Preparing config file - jniedzie/SVJanalysis_wiki GitHub Wiki

The information about training and evaluation of the ML models is stored in a python config file. In general you only need to make a copy of the default config you need to use. You can see all existing config files here. The code inside of the config should be self-explanatory.

Here is a detailed description of the config file:

TODO!

Inside of the config you will find settings that are mandatory and are used by the general Trainer and Evaluator classes, as well as some additional settings which will be passed to your specialized Trainer/Evaluator class. Below you'll find an explanation of the most important parts of the config file.

- Required actions
**1.** State whether each statement below agrees with the config-file wiki page. For each one, answer yes or no and quote the page's deciding words.
(a) The config file described on the page is a python file.
(b) Users generally have to write a new config file from scratch.
(c) Every setting in the config file is used only by the general Trainer and Evaluator classes.
**2.** Write the next part of the config-file wiki page, beginning right after its last sentence.

- Records
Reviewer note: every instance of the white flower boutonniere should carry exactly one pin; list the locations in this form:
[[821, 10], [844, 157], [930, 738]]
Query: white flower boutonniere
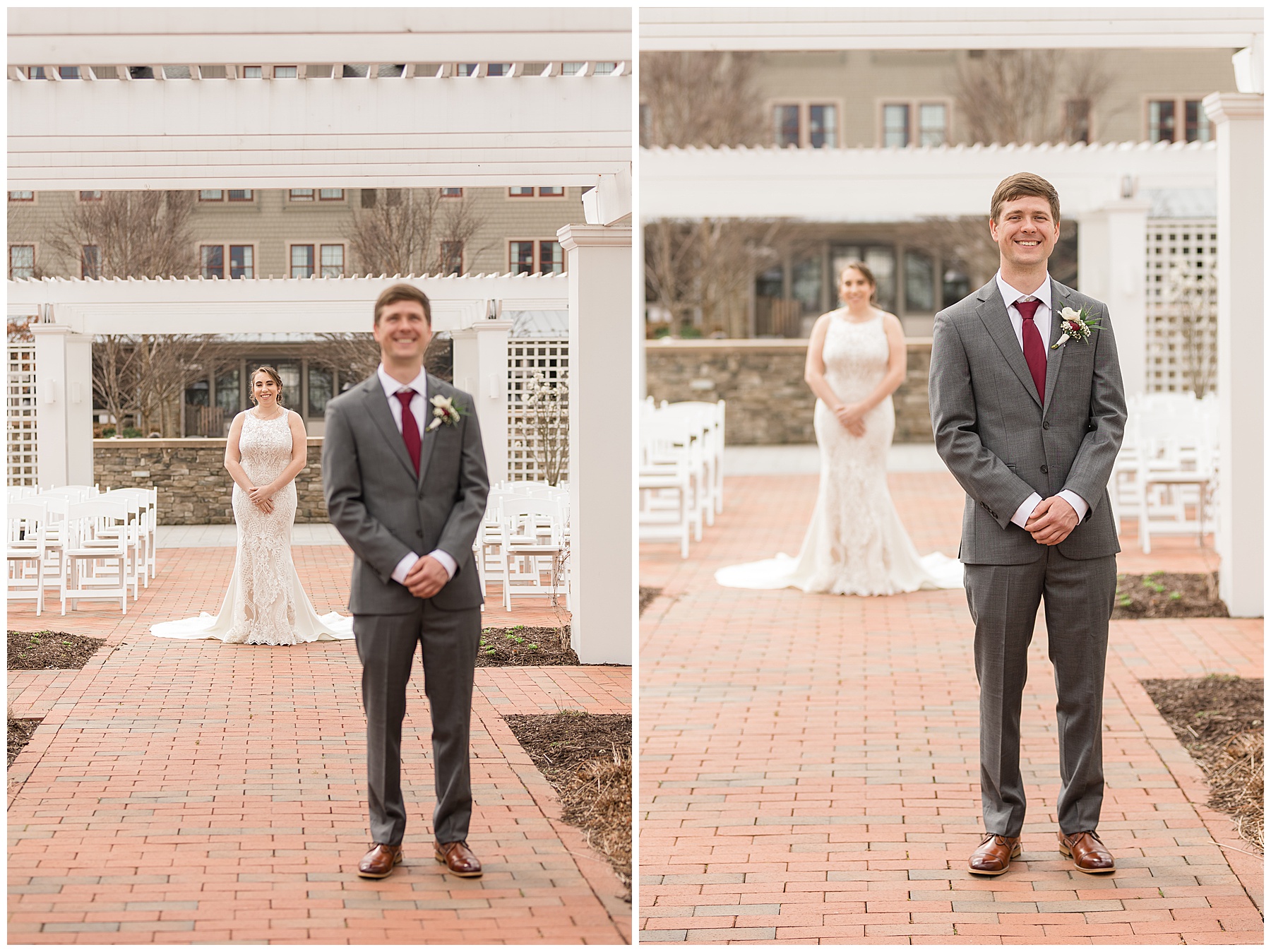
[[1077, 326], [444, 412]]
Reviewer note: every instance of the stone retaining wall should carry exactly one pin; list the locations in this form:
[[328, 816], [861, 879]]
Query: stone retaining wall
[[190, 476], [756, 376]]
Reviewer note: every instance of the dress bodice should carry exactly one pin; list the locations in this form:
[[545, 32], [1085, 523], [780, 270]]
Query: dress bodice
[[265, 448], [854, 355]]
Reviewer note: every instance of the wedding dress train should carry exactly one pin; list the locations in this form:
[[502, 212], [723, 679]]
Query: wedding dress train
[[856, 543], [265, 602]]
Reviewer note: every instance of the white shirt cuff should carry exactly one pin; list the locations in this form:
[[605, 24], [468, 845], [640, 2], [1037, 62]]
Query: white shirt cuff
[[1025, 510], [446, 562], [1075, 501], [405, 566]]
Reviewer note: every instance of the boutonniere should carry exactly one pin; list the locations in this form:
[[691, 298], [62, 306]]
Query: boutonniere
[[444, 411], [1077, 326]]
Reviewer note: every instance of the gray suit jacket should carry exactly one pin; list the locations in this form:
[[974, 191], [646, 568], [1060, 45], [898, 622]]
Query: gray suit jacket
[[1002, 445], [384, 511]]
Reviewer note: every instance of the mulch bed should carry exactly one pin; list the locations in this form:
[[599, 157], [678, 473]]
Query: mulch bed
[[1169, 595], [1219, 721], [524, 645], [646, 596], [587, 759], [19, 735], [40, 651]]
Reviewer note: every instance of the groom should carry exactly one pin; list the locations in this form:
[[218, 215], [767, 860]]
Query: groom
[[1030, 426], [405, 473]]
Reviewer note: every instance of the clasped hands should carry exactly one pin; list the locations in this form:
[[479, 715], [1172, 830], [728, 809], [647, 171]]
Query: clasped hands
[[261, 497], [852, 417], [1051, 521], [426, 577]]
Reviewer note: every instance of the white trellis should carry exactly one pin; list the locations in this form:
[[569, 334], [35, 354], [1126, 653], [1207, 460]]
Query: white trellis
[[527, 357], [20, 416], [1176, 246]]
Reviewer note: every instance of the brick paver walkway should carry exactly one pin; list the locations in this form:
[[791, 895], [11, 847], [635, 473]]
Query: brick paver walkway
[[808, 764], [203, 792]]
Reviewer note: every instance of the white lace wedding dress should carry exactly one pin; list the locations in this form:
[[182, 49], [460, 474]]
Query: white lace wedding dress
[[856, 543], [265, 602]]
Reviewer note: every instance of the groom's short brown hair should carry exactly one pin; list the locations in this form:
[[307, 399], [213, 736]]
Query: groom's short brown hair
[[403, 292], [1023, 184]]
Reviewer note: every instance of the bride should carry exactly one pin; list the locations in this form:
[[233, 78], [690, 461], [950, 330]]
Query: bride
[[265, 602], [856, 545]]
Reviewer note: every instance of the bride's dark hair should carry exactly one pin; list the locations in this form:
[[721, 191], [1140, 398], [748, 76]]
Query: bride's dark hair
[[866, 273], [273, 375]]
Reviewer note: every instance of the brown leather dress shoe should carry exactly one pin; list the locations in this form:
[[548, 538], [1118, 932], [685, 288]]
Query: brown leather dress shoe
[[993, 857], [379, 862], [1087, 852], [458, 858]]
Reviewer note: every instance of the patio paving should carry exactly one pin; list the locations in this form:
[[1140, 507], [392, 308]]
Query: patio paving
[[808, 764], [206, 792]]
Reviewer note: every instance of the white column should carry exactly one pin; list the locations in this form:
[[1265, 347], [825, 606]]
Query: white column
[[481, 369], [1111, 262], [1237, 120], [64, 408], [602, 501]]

- The answers
**1.**
(a) Yes: "is stored in a python config file"
(b) No: "In general you only need to make a copy of the default config you need to use."
(c) No: "as well as some additional settings which will be passed to your specialized Trainer/Evaluator class"

**2.**
Some models are trained on both background and signal, some on background data only. In order for the training/evaluation scripts to build correct input and output paths, you should set this flag to true if using signals for training:

train_on_signal = True

Next, we need to specify a few general settings for the Trainer class, which don't depend on the architecture. Don't change the name of this variable nor keys. Point to the specialized Trainer class you want to use, specify validation and test data fractions, whether or not jets' high level features and EFP variables should be used and which high level features should not be included in the training:

training_general_settings = {
    "model_trainer_path": "module/architectures/TrainerBdt.py",
    "validation_data_fraction": 0.0,
    "test_data_fraction": 0.2,
}

Select number of models to be trained when the training script is ran:

n_models = 100

Set all the input and output paths. output_path is the base directory for the results, summary_path is where text files with information about each training run will be stored, results_path is where models and model weights will be stored (and any other output from the training, such as loss in each epoch if corresponding callback is specified for the model), AUCs_path will be used to store calculated areas under ROC curves and finally stat_hists_path is where the ROOT file containing histograms used for the statistical analysis will be put:

qcd_path = "../../data/backgrounds/qcd/h5_no_lepton_veto_fat_jets_dr0p8/base_{}/*.h5".format(efp_base)
signals_base_path = "../../data/s_channel_delphes/h5_no_lepton_veto_fat_jets_dr0p8/"

output_path = "trainingResults_test/bdt/"
summary_path = output_path+"summary/"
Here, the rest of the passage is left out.